━━━ SELECTED EXCERPT ━━━

# North Korean Defense Minister Executed by Antiaircraft Fire, South Says



## pardus (May 12, 2015)

*Hyon Yong Chol reportedly killed for falling asleep at military events and showing disrespect to Kim Jong Un*

Ooops! Someone got a little complacent I guess.

I have to give it to that fat faced fuck Un (I guess that makes him 50% of a cUnt ), he is a creative little bastard when it comes to executions. I wonder if he has a wager with ISIS about this? http://www.wsj.com/articles/north-k...d-by-anti-aircraft-fire-south-says-1431483504


----------



## JohnnyBoyUSMC (May 13, 2015)

I'd say let North Korea and ISIS duke it out, but given how underfed the NK army (or population for that matter) is fed, dunno how long a fight this would be....


----------



## pardus (May 13, 2015)

JohnnyBoyUSMC said:


> I'd say let North Korea and ISIS duke it out, but given how underfed the NK army (or population for that matter) is fed, dunno how long a fight this would be....



Unless Un tells them "Look guys, ISIS has ALL the foods, take them out and it's party time at PF Changs!"


----------



## 0699 (May 13, 2015)

Guess he went out with a bang.


----------



## CDG (May 13, 2015)

━━━ RECORDED INFORMATION ━━━

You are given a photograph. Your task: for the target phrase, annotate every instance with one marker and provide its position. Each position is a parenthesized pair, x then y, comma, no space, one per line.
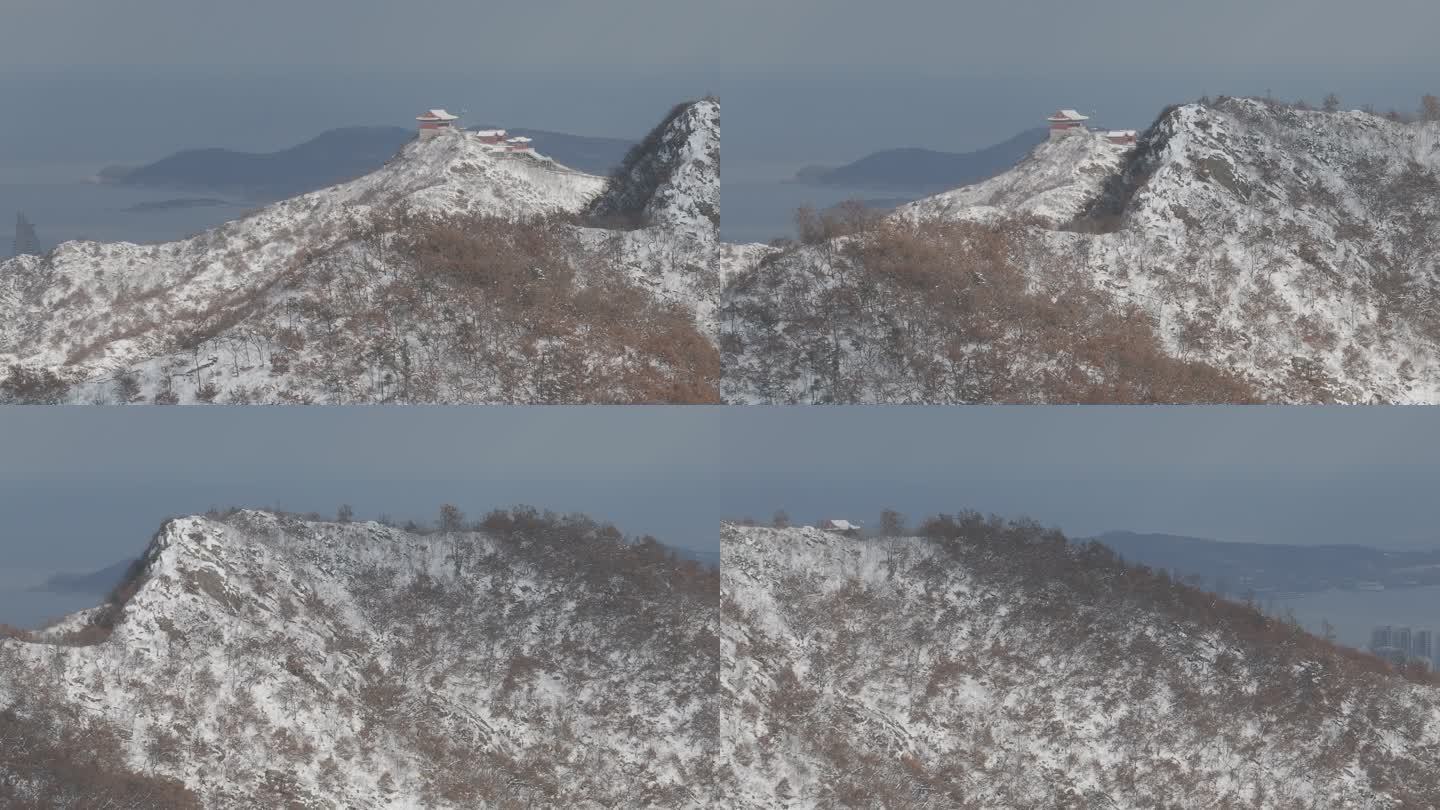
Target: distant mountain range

━━━

_TO DO_
1 - Translate this sentence from the thread about the North Korean defense minister into Spanish: "Someone got a little complacent I guess."
2 - Please swap "complacent" for "careless" in the thread about the North Korean defense minister, and write out everything from "# North Korean" down to "complacent I guess." with that change.
3 - Write the next part of the thread about the North Korean defense minister, picking up from where it stops.
The lines are separate material and have nothing to do with the thread about the North Korean defense minister.

_RESULTS OF THE EXERCISE_
1 - Supongo que alguien se confió un poco.

2 -
# North Korean Defense Minister Executed by Antiaircraft Fire, South Says



## pardus (May 12, 2015)

*Hyon Yong Chol reportedly killed for falling asleep at military events and showing disrespect to Kim Jong Un*

Ooops! Someone got a little careless I guess.

3 -
Damn. SIX AA guns?  That is a lot of firepower for one dude. There couldn't have been much left.


----------



## AWP (May 13, 2015)

CDG said:


> Damn. SIX AA guns?  That is a lot of firepower for one dude. There couldn't have been much left.


 
That was probably the point. That many ZPU's or ZU's would leave a mark.


----------



## CDG (May 13, 2015)

Freefalling said:


> That was probably the point. That many ZPU's or ZU's would leave a mark.



I realize it was a statement method, even then.  1 ZSU 23-4 would have shredded him.  6 seems over the top, even for a psychopathic North Korean dictator with self-esteem issues.


----------



## Ranger Psych (May 13, 2015)

Gotta get the whole battery in on it man, how else can you also make it a training exercise?


----------



## AWP (May 13, 2015)

CDG said:


> I realize it was a statement method, even then.  1 ZSU 23-4 would have shredded him.  6 seems over the top, even for a psychopathic North Korean dictator with self-esteem issues.


 
I imagine when you're that far gone nothing seems excessive.


----------



## Centermass (May 13, 2015)

pardus said:


> I have to give it to that fat faced fuck Un (I guess that makes him 50% of a cUnt ), he is a creative little bastard when it comes to executions.



I just read about this on another site and said the exact same thing.....


----------



## Queeg (May 13, 2015)

pardus said:


> I have to give it to that fat faced fuck Un (I guess that makes him 50% of a cUnt ), he is a creative little bastard when it comes to executions. I wonder if he has a wager with ISIS about this?


 
We should start a pool on how the next guy will get whacked.


----------



## Marine0311 (May 13, 2015)

0699 said:


> Guess he went out with a bang.



Literally.


----------



## Blizzard (May 13, 2015)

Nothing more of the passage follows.